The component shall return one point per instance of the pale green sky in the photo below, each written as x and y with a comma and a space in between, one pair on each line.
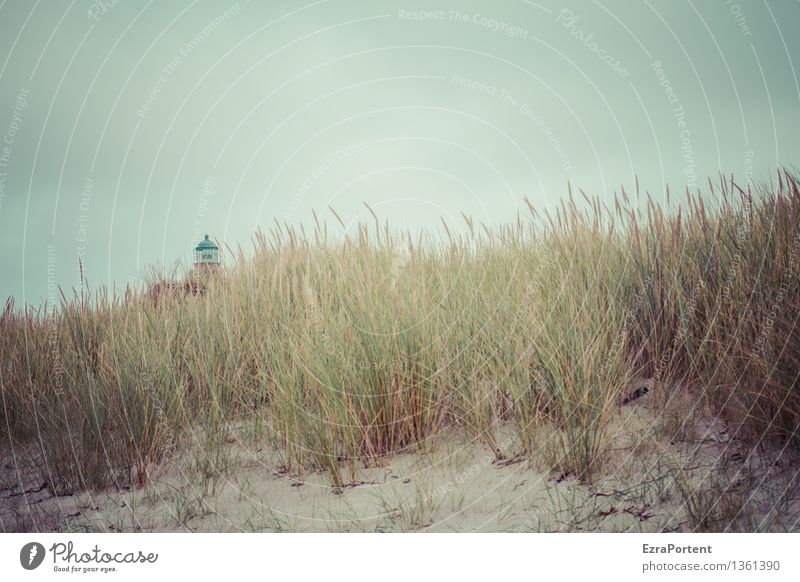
129, 129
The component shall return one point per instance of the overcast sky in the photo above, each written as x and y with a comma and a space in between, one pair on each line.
130, 129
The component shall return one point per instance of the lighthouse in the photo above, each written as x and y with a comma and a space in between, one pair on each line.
206, 256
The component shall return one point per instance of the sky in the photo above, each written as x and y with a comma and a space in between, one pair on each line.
130, 129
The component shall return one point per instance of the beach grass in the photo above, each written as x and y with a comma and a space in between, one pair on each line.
342, 352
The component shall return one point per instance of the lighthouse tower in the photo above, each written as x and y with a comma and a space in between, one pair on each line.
206, 256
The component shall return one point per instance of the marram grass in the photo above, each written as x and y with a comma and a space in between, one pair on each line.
344, 352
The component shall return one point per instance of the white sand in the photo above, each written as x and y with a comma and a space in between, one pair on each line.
643, 485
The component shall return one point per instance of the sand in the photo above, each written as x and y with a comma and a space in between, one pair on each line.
649, 481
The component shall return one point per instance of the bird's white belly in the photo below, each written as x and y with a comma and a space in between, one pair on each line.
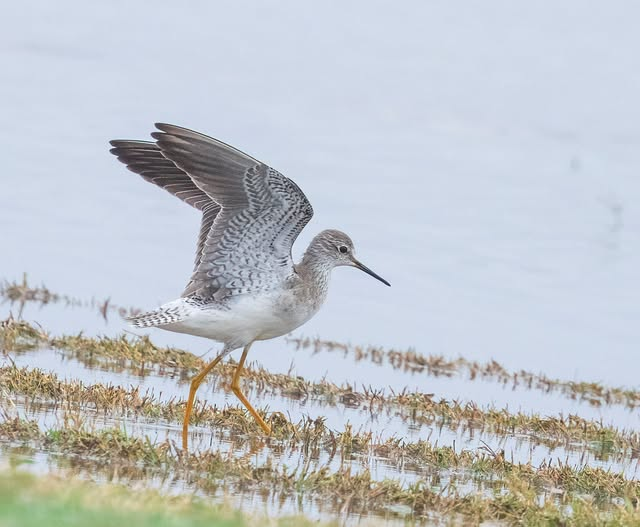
247, 318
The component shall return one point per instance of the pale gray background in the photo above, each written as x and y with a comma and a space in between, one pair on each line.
483, 155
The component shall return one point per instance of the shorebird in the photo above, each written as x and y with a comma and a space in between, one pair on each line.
245, 285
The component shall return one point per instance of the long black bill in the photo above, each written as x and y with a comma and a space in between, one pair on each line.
370, 272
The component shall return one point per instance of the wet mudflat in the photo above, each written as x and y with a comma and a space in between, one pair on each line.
109, 408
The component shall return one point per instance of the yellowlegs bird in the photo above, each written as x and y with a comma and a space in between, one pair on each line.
245, 285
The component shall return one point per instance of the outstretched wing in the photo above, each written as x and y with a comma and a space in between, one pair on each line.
248, 247
146, 159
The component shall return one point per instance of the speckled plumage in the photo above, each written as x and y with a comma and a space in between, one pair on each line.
245, 285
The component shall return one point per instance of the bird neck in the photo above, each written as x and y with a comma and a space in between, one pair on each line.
314, 270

Task description - Your response should be the exact lines running from the one with "of the speckled" to the final line of the material above.

Result for this exercise -
The component shall return one point per instance of the speckled plumage in the photo above, each written as x and y with a comma and a space in between, one pair on each line.
245, 285
The component shall return one point per instance of the bird neck in the photo above, each written as x and y with a comma and a space in between, one pair on each line.
314, 270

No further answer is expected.